• _Things to do_
**a)** Summarize the article on building a web journal in two sentences.
**b)** In the article on building a web journal, why was elm-markup dropped from the list?
**c)** Extend the article on building a web journal by a few sentences, starting after its final sentence.

• _Source extract_

How my web journal is build
Journal Topic of Robin Gruenke
For the purpose of starting my blog (I call it journal, because I will write in small chapters and it also serves as documentation), I want to generate static html without a server. I want a blend of: Plain text, less boilerplate, purity, approachability, content validation, modularity and freedom for customizing and extension.
Chapter Index
TL;DR I created my own document format
MAR 23, 2020 - Robin Gruenke
Writing my articles outside the scope of html and css rendering was important to me. I want to write plain text and decorate it with properties, which resemble certain reoccurring html components and meta information. So I created my own format for this. You can find a link to the document for this article in appendix.
Preface: What about Elm ?
MAR 7, 2020 - Robin Gruenke
Because I am a big fan of Elm, my first thought was if it was a good choice for my purpose. I have a little bit experience with elm-static, which is an opinionated tool for creating static html for your website. It supports markdown and elm-markup. However, in my humble opinion it is structural very complex, has a lot of boilerplate and the modularity of the markdown files is somehow hard to see through.
What about elm-markup ?
I saw the introduction video of it, and I think it is a very great idea. It is so modular and extensible that you can create very rich custom formats for your static html. I was looking for it on github, but soon I realized, it is somewhat hard to start off with it, since there is no real introduction and documentation for it. I would spend a lot of time understanding it and getting things done, so dropped it from the list. However, maybe I will have a look later this year !
Finally, I was thinking: What would be the elm way of doing it ?
Elm could render static html in a very simple way, by just creating a main function and call the html functions you need. And it would bring all the power and modularity of elm with it. However, I was quite sure that the compiler couldn't generate html at all.
This is how I would write it:
module Test exposing (..) import Html exposing (Html, div, h1, text) main : Html Never main = div [] [ h1 [] [ text "Hello World !" ] ]
Cool, no boilerplate at all in the first place !
When you compile it, you get a html document. However, there is no static html from your main function in it. It just seems so natural to me that it would generate static html, since the annotation line 'main : Html Never' tells us: I will render html without any Javascript Events guaranteed. Of course, in the end, I was expecting that. As of today, Elm can render html via its Javascript runtime only (It is a compile to js language).
Maybe the addition of a built-in custom type like 'Static' could tell the compiler to just render html ? It would be just so simple and straight forward :)
Summary:
It seems like that Elm is not the appropriate tool (for now). I could generate pages just the way I mentioned earlier, however, the whole page would be rendered with javascript, which is not what I want (think of SEO).
Preface: And what about PHP ?
MAR 7, 2020 - Robin Gruenke
Yes, good old php. It comes with modular html rendering 'included'. That is what it was made for initially. I had my experience with it. It is great for starting a small project from scratch and you want to proceed fast. Until today it grew to has compelling OOP features. Also, leveraging existing html files to be dynamic is very easy. However, mixing plain html and php code is scaling badly, since maintaining readability is clearly not a 'built-in feature', in my opinion. It can quickly turn into a complete mess.

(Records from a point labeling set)
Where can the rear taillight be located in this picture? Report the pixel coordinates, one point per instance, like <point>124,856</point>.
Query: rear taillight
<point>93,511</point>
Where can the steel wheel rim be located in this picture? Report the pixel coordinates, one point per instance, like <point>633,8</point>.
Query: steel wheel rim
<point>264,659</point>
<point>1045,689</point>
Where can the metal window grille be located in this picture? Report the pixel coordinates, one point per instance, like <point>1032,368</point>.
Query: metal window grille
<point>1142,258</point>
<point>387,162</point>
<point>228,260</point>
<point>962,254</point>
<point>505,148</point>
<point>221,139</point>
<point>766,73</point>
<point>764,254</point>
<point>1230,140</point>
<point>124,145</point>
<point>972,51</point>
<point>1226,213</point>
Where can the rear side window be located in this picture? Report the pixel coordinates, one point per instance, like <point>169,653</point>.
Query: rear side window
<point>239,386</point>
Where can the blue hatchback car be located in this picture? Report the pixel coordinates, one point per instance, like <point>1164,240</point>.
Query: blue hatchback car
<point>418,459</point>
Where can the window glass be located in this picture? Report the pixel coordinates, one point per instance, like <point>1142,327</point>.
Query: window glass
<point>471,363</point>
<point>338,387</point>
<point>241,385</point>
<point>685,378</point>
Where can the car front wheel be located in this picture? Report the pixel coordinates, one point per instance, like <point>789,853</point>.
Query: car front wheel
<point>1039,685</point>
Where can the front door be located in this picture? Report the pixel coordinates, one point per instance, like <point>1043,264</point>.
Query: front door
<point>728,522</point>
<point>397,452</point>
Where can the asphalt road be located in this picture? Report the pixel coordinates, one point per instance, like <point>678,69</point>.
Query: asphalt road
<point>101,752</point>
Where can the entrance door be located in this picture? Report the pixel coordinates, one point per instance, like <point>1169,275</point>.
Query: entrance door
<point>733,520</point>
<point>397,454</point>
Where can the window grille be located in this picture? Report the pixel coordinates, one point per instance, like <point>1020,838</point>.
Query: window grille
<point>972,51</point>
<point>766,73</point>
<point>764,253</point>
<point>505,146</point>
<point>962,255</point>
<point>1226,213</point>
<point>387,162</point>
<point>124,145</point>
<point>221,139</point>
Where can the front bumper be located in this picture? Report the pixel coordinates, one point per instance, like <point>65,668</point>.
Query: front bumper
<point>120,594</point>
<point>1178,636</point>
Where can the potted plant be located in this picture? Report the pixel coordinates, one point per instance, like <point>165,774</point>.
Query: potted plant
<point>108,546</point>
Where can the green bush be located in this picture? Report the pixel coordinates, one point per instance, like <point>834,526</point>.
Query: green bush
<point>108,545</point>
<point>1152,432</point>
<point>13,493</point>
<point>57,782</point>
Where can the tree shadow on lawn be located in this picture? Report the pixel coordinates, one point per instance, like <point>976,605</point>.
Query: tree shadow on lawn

• _Task-by-task answers_
**a)** Robin Gruenke wants to generate static html without a server for a journal and created an own document format so articles can be written as plain text outside html and css rendering. Elm seems unsuitable for now because it renders html only through its JavaScript runtime, and PHP, though made for modular html rendering, scales badly when plain html and php code are mixed.

**b)** It lacks a real introduction and documentation, so understanding it and getting things done would take a lot of time.

**c)**
In order to get a clean and fitting environment with php, I would need to research for appropriate tools. But the pool of my concerns are too inconstant. Do I need some sort of smart classes which handle rendering ? How could I dismiss writing mixed php and html ? Do I need some sort of framework ? Where can I find well written documentation ? Can I have PHP with a nice syntax ? (Python, you ?)
I am sorry, PHP.
Indeed Python !
MAR 7, 2020 - Robin Gruenke
I was learning Python the last weeks. Somehow it caught my attention after years, and I thought: why did I never give it a try ? Sorry Python, that I never considered you before ! You are clearly awesome !
Python just runs. It is very approachable and easy to learn. It has clever and unique idioms, straight forward data structures, outstanding libraries for a lot of use cases and on top, a very clean syntax.
It is versatile.
- Do you want to compute complex math with less code ? NumPy got your back.
- Do you want to create a science application ? SciPy got your back.
- Do you want to create interactive code documents ? IPython and Jupyter Notebooks got your back.
- Want to compute math for neural networks on your GPU ? PyTorch has your back, just to mention one.
- Data Science ? Python loves it.
- Web Frameworks ? Django, Flask and more.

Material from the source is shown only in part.